#### Dataset

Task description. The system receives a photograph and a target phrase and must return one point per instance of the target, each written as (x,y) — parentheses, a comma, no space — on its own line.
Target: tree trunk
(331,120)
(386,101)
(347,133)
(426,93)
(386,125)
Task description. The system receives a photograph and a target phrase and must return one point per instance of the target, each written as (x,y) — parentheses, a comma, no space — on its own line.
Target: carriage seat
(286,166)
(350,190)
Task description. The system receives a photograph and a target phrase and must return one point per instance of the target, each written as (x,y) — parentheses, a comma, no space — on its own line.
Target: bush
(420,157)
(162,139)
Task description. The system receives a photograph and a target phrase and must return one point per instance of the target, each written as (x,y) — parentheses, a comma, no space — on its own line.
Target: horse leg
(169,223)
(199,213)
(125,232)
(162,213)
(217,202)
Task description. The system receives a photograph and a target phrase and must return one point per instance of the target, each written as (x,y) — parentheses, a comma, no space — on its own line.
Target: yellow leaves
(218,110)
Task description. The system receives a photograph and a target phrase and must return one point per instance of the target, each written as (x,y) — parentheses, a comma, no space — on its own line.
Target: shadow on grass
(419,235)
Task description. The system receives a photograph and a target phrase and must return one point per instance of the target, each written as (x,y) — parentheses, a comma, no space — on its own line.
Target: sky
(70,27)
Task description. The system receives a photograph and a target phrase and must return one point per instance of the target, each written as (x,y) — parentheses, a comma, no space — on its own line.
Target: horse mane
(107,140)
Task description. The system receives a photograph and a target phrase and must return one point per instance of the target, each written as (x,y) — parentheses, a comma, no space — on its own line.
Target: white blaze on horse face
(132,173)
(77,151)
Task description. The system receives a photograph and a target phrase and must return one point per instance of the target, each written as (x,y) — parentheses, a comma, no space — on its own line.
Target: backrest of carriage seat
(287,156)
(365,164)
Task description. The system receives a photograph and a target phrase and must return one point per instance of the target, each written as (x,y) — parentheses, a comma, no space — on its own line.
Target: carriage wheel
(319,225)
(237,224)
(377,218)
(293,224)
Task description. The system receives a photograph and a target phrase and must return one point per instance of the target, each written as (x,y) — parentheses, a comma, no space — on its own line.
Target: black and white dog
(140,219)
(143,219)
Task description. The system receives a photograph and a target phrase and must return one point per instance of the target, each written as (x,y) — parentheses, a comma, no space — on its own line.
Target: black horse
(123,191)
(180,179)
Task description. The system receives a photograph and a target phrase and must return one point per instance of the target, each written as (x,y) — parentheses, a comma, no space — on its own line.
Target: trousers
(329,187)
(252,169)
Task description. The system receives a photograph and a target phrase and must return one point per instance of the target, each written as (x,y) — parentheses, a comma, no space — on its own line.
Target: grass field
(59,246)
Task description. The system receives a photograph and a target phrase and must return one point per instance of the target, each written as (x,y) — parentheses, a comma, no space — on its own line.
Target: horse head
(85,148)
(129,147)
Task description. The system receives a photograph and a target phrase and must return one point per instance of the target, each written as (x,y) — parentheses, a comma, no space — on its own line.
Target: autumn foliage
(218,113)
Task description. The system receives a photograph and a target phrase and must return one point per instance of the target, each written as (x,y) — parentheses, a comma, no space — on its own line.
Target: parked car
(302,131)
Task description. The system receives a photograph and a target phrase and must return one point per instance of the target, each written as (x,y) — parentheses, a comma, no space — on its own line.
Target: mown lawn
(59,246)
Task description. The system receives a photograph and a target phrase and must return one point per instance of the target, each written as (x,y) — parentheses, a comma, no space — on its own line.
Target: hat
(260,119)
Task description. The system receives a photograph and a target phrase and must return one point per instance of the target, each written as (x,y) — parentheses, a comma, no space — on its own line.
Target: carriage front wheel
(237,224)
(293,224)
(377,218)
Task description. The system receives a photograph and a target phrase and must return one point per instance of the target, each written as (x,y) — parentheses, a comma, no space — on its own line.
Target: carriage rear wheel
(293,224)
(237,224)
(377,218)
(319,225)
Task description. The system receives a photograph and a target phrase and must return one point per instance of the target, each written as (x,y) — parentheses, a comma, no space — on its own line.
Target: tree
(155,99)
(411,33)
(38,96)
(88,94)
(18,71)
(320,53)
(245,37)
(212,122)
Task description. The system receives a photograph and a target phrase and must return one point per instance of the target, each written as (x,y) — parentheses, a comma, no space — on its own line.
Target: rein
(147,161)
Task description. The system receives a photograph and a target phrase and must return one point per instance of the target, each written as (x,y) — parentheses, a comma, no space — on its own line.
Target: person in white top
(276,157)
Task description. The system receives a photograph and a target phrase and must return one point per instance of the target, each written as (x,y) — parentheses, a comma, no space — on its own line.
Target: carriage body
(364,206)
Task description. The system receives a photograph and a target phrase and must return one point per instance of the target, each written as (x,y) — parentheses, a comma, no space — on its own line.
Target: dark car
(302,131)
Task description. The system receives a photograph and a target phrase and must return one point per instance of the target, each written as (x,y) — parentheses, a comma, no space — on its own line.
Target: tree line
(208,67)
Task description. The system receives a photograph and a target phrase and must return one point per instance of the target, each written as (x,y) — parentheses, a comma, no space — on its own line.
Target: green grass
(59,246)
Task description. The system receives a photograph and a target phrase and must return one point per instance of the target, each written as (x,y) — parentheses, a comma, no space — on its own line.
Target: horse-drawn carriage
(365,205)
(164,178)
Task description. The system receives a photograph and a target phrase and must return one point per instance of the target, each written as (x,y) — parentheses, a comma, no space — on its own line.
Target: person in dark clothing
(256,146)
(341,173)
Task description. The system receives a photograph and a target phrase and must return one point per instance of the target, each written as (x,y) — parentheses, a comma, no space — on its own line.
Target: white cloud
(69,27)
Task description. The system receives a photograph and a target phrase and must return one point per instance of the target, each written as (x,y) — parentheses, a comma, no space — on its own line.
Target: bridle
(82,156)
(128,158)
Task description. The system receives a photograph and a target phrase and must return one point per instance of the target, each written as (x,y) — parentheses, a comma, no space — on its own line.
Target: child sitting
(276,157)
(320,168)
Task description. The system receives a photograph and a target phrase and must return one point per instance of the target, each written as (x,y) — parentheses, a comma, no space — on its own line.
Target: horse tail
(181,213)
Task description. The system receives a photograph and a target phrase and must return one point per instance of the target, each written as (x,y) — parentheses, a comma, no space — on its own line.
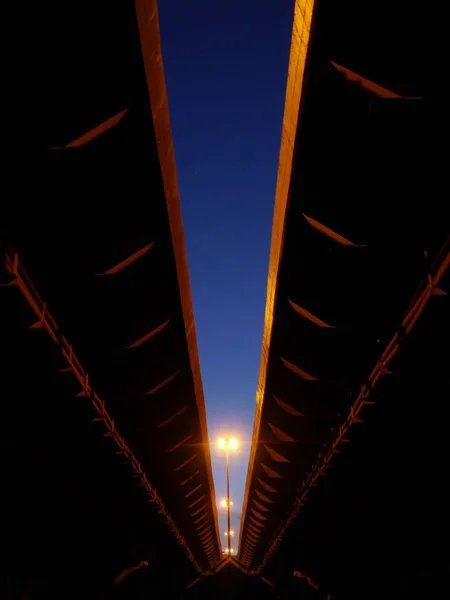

########

*What to produce*. Without the pictures, output the full listing exactly as it stands.

*Result of the exercise*.
Task description. The system receives a photograph and a target phrase and must return one point per instance of the target, each written as (x,y) — parentheses, a comma, no space — on its own line.
Target: tree trunk
(331,120)
(386,101)
(347,133)
(426,93)
(386,125)
Task description. The system receives a photograph and a target phrase and must return one point per instance of the target, each written as (x,y) — parentheses, a comma, no space — on its own line.
Target: carriage seat
(286,166)
(350,190)
Task description. The system receives a photograph and a target phrase and must return one point per instance of the target, each written as (x,y) — parentheses, a comma, no space — on its own line.
Target: bush
(420,157)
(162,139)
Task description. The system receives a photograph and a target phrase and must return one point per instance of the target, each written as (x,y) — parentheses, a comma, no space — on its own line.
Target: horse leg
(169,223)
(199,213)
(125,232)
(162,213)
(217,202)
Task description. The system receives a photograph and a target phrase and must return one point per instance of the target, each written as (x,y) — parentheses, a comma, no space — on its own line.
Target: yellow leaves
(218,110)
Task description. The system receives a photograph and a target phrase and must return one point per instance of the target, each written as (x,y) — parentheses, a comma, no space — on its own line.
Target: shadow on grass
(419,235)
Task description. The system receives a photograph and a target phrase and must return one point per instance of the target, each written as (x,y) — parentheses, a comma, no space — on its own line.
Target: sky
(70,27)
Task description. The system receives a photograph and a target phrase and must return one point per instance of the target, each written as (x,y) — parentheses, a comma, no space — on its own line.
Target: horse mane
(107,140)
Task description. The system receives a photograph and a target phrase and must return one point per instance of the target, each written as (x,y) — parentheses, a comma, no space — on its own line.
Target: white blaze on horse face
(132,173)
(77,151)
Task description. The system receives a photograph and a target phrase and must return one point per instance of the target, each written as (x,y) — parentheses, a comma, no space — on its own line.
Target: backrest of carriage seat
(287,156)
(365,164)
Task description. The system receives a photograph and a target phrase and must return one point per instance of the target, each written as (x,y) — parentheses, a comma, no space — on its own line.
Target: carriage wheel
(319,225)
(237,224)
(377,218)
(293,224)
Task description. The system receives a photograph and a target phrase and must return one point per instance of the target, each written as (x,y) — parentheses, a comma, no space — on its own line.
Target: black and white dog
(140,219)
(143,219)
Task description. The system receives a photograph and a target phrase and must return one point per instance of the target, each written as (x,y) — parentheses, a comma, no space — on its own line.
Target: black horse
(123,191)
(180,179)
Task description. The system receives a photograph and a target phrase and must return one point per instance of the target, each written as (x,y) — parentheses, a comma, no space — on its own line.
Target: trousers
(329,187)
(252,169)
Task description. The system receives a photograph and a target phrase and must return one point per instance of the target, each written as (x,y) — parentheses, a comma, no space — on its own line.
Target: grass field
(59,246)
Task description. The system receives a photograph and a target phrase and must return one point per instance of the target, each written as (x,y) — parentheses, a comma, no space — on its own line.
Target: horse head
(85,148)
(129,147)
Task description. The system receives a photograph and a target phrase and must return one point per instance of the target, each written as (x,y) — parentheses, a comma, no space — on its own line.
Target: autumn foliage
(218,113)
Task description. The system receives a photograph and a target phrase and must return one point per instance of the target, each written as (x,y) — parentheses, a comma, no space — on its own line.
Target: parked car
(302,131)
Task description. The system receives a photograph and a target phrase and must return one point per instance of the target, each written as (x,y) — parentheses, a comma, no space — on its own line.
Target: mown lawn
(59,246)
Task description. The system receives a photograph and a target phrase and must return one point per instance of the target, each written as (x,y) — parentheses, a comma, no space — on its own line.
Target: hat
(260,119)
Task description. The system receives a photograph and a target phrase and must return one point per instance of the target, each written as (x,y) — parentheses, a comma, no space — on its own line.
Target: carriage front wheel
(237,224)
(293,224)
(377,218)
Task description. The system receives a photograph and a target phrase and must return one point per instance of the target, each written as (x,y) — parentheses, a comma, no space — on its own line.
Target: carriage rear wheel
(293,224)
(237,224)
(377,218)
(319,225)
Task description. The system receives a photograph and a target phrase and must return one point per instance of the target, each written as (x,y) — parentheses, a comma, no space — on its own line.
Target: tree
(155,99)
(411,33)
(38,96)
(88,94)
(18,71)
(320,53)
(245,37)
(212,122)
Task description. The system receives a photograph and a target phrase and must return one point per instance of the target, each written as (x,y) — parentheses, a comma, no space — on its own line.
Target: rein
(147,161)
Task description. The system receives a photograph and a target phrase and must return one point per instance of the target, each written as (x,y) — parentheses, a comma, no space — on its own line.
Target: person in white top
(276,157)
Task description. The system receives a photograph and a target phrase and must return one point per instance of the target, each written as (x,y) — parentheses, a comma, no space — on its own line.
Target: carriage body
(364,206)
Task description. The system receives a photograph and a target phrase and must return one point per instance of the target, each written as (x,y) — parentheses, a comma, no space — on its own line.
Target: dark car
(302,131)
Task description. The system receives a photograph and a target phrase and must return one point per instance of the target, each written as (x,y) — parentheses, a comma, no space — on its own line.
Target: tree line
(208,67)
Task description. The system receives a photograph and a target phrase and must return one point per instance of the target, each written as (x,y) — parentheses, a comma, no space — on its own line.
Target: green grass
(59,246)
Task description. The system receives a photograph and a target phrase and must return one point per instance of the target, each written as (x,y) — parentheses, a comma, no space — on its own line.
Target: horse-drawn carriage
(365,205)
(164,178)
Task description. The system receives a photograph and a target phrase and must return one point per instance of the target, each written as (x,y) — parentheses, a comma, no space — on its own line.
Target: person in dark clothing
(256,146)
(341,173)
Task description. The system receives a photograph and a target phrase and must return one point per instance of the target, each written as (x,y) — parentheses, a comma, no space — on its own line.
Target: white cloud
(69,27)
Task description. The system receives a photograph and a target phrase and must return one point per instance of the target, each written as (x,y) — parentheses, a comma, no space — on its own line.
Target: bridle
(82,156)
(128,158)
Task description. The system receives a photograph and a target phrase and must return one point per instance of the target, each written as (x,y) — parentheses, a comma, no space — on its own line.
Target: child sitting
(276,157)
(320,168)
Task description. The system receives a photograph and a target phrase and must return one point per instance of the target, each written as (x,y) — parentheses, a comma, no space — on its own line.
Target: horse tail
(181,213)
Task description. The system receives a photograph and a target phrase and must return one point per instance of the target, each written as (x,y) — parentheses, a comma, no space — on its own line.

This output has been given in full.